** TEXT EXCERPT **
□ □ □ □

Refresher: You Are A Bandwidth Membrane
Bandwidth membranes are a way to conceptualise your consciousness. You are a volume of space of very high bandwidth (i.e. your brain sending information along your billions of synapses) separated from a world of generally much, much lower bandwidth by a membrane, which could also be called your qualia or sensory experience. The persistence of this membrane is paramount to the existence of an ego.
However, this is not to say that the membrane is static. When you were a child, your brain was a less powerful organ. As you grew, so too did the compute available to your ego. And so your ego grows into this new space like a creeping vine.
Frogs in a Jacuzzi
The old adage of frogs not noticing being boiled alive comes to mind, but that's a metaphor that perhaps touches on dying a little to bluntly, so let's imagine some frogs in a jacuzzi. At its heart, the metaphor describes the power of gradual change. This is perhaps my greatest objection to the existing conceptions of the act - that it is a sudden transition from who you are before uploading, to who you are afterwards.
If we could conceptualize a gradual process of mind upload, then our perspective undergoing that process would be quite different when it comes time to let go of our biological forms. Surely, still, a deeply traumatic event, but if the ego experiencing that event considers their original body to now only be an extension of their mind, then it is perhaps existentially survivable.
The Pond and The Lake
Imagine your bandwidth membrane as a pond of water. The edge of your pond is the boundary of your membrane. The rain, the roots, the soil itself seep water in and out. You exist in an equilibrium with this exchange.
If the pond is separated from a much larger lake by a dam, it is still the same pond. Let us imagine opening the floodgates a little. The pond rises, filling with more water, and so its membrane expands. But if the dam collapses, and all the water of the lake rushes in, the pond is no more. Only the lake remains.
This analogy is meant to demonstrate the importance of gradually increasing the bandwidth available to your ego. Imagine being able to implant a cybernetic chip into your brain which increases its computational power. Personally, I believe that such an expansion could only work if it was some fraction of the existing compute - that is, if you were to install a chip that increased your mind's processing power by 100x, you would effectively die. The lake would rush in, and your membrane would be washed away.
However, small and gradual increases in synthetic compute available gives the membrane time to adjust to its new shape. If, every so often, you increased the computation available to your brain little by little, you might eventually end up in a situation where you had a comparable bandwidth occurring at the biological level between your synapses, and between your synapses and the synthetic compute. It is at this stage that your membrane starts to look a lot less attached to your biological form.
And, if we take it even further, continuing to expand the external synthetic compute, it may be that we can give our minds a true escape hatch that meets all of our requirements. The lens of the bandwidth membrane tells us that the ego will grow into the compute available, given enough time. When our brains do eventually fail, if they only represent some fragment of our total computational power, it may be that we do not consider their loss to be dying.
Conclusion
A better way of mind uploading is a gradual one, slowly building an escape hatch of bandwidth across which your mind can make its long journey to a world of synthetic compute. When the time comes to cast off your original biological form, it will seem only a seed from which you have grown. There is only one mind making this journey, never duplicated into existential horrors or crystallized into dead data. There is only the membrane.

□ □ □ □

** INFORMATION **
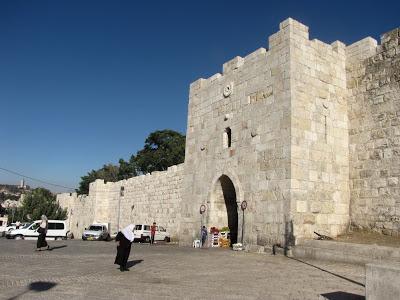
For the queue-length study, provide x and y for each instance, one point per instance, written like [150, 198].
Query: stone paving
[84, 270]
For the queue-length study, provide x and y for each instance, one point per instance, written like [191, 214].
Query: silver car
[96, 232]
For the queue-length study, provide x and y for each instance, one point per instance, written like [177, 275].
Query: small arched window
[227, 138]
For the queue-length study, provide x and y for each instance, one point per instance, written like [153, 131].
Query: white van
[57, 229]
[142, 233]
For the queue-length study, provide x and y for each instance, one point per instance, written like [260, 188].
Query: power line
[35, 179]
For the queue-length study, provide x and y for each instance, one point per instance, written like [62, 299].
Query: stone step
[346, 252]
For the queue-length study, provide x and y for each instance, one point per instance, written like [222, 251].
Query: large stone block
[382, 281]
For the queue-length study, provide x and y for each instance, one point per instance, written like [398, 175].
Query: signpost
[243, 206]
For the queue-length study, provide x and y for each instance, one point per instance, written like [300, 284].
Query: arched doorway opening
[223, 207]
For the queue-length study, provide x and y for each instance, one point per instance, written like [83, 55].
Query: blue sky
[82, 83]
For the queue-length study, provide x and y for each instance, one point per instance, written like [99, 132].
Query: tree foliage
[162, 149]
[38, 202]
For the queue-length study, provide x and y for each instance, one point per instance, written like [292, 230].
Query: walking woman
[124, 241]
[42, 234]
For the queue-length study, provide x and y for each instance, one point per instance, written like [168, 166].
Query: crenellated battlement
[305, 131]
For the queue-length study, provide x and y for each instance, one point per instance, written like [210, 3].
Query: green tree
[127, 169]
[162, 149]
[38, 202]
[108, 172]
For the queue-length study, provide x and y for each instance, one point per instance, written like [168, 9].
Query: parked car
[57, 229]
[142, 233]
[13, 226]
[98, 232]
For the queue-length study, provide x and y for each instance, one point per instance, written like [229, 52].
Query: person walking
[153, 232]
[124, 241]
[42, 230]
[203, 236]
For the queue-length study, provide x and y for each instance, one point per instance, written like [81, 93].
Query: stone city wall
[144, 199]
[307, 133]
[252, 98]
[319, 135]
[373, 81]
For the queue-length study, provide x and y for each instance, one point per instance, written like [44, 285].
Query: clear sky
[82, 83]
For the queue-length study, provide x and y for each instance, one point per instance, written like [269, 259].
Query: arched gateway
[223, 207]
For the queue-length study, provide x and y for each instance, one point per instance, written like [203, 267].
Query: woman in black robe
[124, 241]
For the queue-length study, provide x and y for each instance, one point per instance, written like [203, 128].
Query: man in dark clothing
[124, 241]
[203, 236]
[153, 232]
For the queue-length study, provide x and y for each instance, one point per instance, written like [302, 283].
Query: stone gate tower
[307, 133]
[273, 130]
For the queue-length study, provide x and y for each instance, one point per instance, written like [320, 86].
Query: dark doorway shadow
[36, 286]
[56, 247]
[329, 272]
[132, 263]
[339, 295]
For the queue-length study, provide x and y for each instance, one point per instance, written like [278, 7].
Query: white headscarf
[128, 232]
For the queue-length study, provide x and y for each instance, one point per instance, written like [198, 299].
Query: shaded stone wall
[80, 211]
[373, 81]
[144, 199]
[319, 136]
[307, 133]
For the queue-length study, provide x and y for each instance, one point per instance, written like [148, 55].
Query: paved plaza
[84, 270]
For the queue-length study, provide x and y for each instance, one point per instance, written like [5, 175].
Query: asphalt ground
[75, 269]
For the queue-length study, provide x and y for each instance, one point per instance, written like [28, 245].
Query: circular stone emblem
[228, 90]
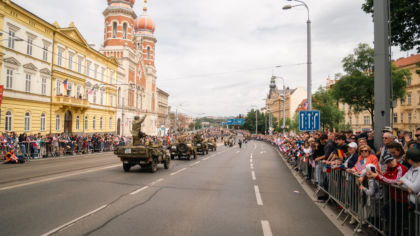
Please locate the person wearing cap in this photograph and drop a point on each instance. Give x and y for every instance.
(393, 173)
(351, 156)
(412, 178)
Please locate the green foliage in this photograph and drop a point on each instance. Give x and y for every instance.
(405, 26)
(331, 115)
(356, 88)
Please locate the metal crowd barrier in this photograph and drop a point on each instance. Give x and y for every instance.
(390, 210)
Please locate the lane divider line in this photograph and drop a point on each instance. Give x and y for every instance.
(139, 190)
(179, 171)
(57, 177)
(266, 228)
(73, 221)
(258, 195)
(196, 163)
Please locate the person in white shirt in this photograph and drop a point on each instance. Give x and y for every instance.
(411, 179)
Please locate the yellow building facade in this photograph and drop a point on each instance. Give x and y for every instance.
(37, 60)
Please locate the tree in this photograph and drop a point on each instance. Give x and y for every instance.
(331, 115)
(405, 22)
(356, 87)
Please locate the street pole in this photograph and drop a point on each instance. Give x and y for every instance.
(382, 74)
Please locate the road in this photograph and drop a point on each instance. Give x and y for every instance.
(233, 191)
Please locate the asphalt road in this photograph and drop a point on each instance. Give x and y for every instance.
(233, 191)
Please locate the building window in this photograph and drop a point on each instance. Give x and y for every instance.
(366, 120)
(11, 43)
(44, 86)
(60, 57)
(57, 122)
(79, 64)
(45, 53)
(95, 72)
(43, 122)
(9, 79)
(114, 30)
(124, 30)
(77, 122)
(70, 67)
(103, 74)
(28, 83)
(86, 123)
(29, 47)
(8, 122)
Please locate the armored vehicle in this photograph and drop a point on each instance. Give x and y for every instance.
(142, 152)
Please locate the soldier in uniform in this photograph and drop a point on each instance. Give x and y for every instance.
(136, 129)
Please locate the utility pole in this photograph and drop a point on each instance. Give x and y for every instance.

□ □ □ □

** TASK ITEM **
Print the passage from the text on bandwidth membranes that begins at the words "However, this is" and stops after the words "you are afterwards.".

** ANSWER TO THIS TASK **
However, this is not to say that the membrane is static. When you were a child, your brain was a less powerful organ. As you grew, so too did the compute available to your ego. And so your ego grows into this new space like a creeping vine.
Frogs in a Jacuzzi
The old adage of frogs not noticing being boiled alive comes to mind, but that's a metaphor that perhaps touches on dying a little to bluntly, so let's imagine some frogs in a jacuzzi. At its heart, the metaphor describes the power of gradual change. This is perhaps my greatest objection to the existing conceptions of the act - that it is a sudden transition from who you are before uploading, to who you are afterwards.